- [INSTRUCTION A]:
Gather every line of the records below that contains the string "target".

- [DOCUMENT SECTION]:

As a result, history cannot be located solely in school textbooks or official commemorations. It also resides in more intimate spaces: in family stories, photographs, shared silences, and the everyday practices through which communities recollect and transmit experiences of loss, displacement, and endurance. To speak of history, therefore, is to speak simultaneously about knowledge, power, and ethics.
This article explores three interrelated dimensions of the idea of history: history as power, history as responsibility, and history as identity. It then considers the competing impulses of forgetting and remembering and concludes by suggesting what it might mean to “remember differently” in ways that can sustain a more honest and dialogic future.
History as Power
Modern states and political actors have long recognised the utility of history as a tool of governance and persuasion. Through curricular design, public monuments, museums, and media narratives, they seek to produce particular versions of the past that legitimise present arrangements of power. Official histories frequently highlight themes of order, progress, and national unity, while minimising or erasing forms of everyday violence, exclusion, or structural inequality.

- [INSTRUCTION B]:
Pick up the essay on the idea of history above and keep writing it from its last sentence.

- [INFORMATION SUPPLIED]:
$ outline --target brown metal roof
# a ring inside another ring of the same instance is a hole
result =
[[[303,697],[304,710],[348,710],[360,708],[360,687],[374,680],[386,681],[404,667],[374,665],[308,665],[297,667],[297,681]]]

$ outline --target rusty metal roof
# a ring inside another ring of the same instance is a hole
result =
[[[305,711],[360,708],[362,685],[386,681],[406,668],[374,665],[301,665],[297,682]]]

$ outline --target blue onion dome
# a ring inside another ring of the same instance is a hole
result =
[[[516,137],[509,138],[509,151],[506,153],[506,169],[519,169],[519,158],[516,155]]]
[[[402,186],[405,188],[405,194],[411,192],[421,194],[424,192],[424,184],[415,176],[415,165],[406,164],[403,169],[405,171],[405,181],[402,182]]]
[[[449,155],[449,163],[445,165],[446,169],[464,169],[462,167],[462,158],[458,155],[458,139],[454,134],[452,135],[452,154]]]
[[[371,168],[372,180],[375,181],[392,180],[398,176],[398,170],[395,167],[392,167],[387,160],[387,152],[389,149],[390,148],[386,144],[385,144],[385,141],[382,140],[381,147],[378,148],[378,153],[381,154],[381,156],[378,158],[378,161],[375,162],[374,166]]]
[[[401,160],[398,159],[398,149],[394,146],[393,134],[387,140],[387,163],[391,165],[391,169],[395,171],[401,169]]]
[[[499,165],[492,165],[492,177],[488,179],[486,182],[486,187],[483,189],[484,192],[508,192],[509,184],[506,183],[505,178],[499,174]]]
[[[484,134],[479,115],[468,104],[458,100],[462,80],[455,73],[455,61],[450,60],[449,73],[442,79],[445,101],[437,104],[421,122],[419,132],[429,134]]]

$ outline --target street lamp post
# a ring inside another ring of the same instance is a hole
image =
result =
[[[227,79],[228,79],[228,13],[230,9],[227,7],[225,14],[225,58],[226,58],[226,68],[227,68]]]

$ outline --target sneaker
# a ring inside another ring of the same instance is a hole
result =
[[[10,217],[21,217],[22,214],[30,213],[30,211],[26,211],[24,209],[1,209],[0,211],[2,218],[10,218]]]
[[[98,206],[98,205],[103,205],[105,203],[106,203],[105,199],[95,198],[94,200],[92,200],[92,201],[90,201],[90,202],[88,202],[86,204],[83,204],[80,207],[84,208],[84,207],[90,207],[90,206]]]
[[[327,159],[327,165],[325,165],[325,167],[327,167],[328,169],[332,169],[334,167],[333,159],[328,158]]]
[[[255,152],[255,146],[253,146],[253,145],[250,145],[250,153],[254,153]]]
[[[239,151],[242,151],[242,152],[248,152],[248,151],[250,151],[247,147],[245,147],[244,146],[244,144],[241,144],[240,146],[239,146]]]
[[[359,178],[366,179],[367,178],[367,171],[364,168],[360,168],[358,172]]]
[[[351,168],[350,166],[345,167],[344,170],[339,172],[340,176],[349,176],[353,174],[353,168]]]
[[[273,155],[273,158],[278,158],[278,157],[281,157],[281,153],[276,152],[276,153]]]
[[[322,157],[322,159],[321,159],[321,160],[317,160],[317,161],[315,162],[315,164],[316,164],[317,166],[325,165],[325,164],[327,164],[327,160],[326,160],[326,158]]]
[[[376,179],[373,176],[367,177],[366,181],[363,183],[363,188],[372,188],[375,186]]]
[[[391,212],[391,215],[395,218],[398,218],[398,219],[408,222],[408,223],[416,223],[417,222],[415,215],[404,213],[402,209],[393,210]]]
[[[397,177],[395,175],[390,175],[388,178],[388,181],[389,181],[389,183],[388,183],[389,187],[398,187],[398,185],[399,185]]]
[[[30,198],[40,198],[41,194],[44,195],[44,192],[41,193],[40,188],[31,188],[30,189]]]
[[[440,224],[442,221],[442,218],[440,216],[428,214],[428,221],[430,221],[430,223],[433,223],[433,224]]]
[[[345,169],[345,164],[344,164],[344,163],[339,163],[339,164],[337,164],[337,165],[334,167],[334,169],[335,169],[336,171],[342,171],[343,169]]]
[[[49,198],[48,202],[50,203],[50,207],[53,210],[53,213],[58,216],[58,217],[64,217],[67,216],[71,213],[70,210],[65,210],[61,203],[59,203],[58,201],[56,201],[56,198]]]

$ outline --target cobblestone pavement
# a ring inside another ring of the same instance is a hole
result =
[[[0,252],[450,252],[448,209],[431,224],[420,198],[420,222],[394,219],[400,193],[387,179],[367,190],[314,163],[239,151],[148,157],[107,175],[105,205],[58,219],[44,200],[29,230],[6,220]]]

- [FINAL ANSWER A]:
$ outline --target brown metal roof
$ outline --target rusty metal roof
$ outline --target blue onion dome
$ outline --target street lamp post
$ outline --target sneaker
$ outline --target cobblestone pavement

- [FINAL ANSWER B]:
This instrumentalisation of history is not confined to states. Opposition movements, civil society groups, and other actors also mobilise selective memories of injustice and resistance to consolidate support or to contest dominant narratives. Certain events are elevated as foundational, while others are forgotten or muted, depending on their usefulness in sustaining a particular claim.
When history is treated only as an instrument of power, its critical function is undermined. The idea of history as open-ended inquiry—allowing for doubt, revision, and the inclusion of marginal voices—comes under pressure. An ethically defensible conception of history must resist efforts to close the narrative or render it beyond question. Instead, it must remain receptive to competing testimonies and emerging evidence, especially from those whose experiences have been historically silenced or distorted.
History as Responsibility
The notion of responsibility introduces a moral dimension into historical work. It suggests that recounting the past is not merely a technical exercise in assembling facts, but an ethical obligation toward those who lived, suffered, and acted before us.
In societies marked by conflict, discrimination, or systemic injustice, multiple layers of suffering coexist. There may be trauma associated with state repression, civil war, communal violence, displacement, or economic marginalisation. Different groups carry different wounds and memories, often emphasising their own experiences while overlooking the pain of others.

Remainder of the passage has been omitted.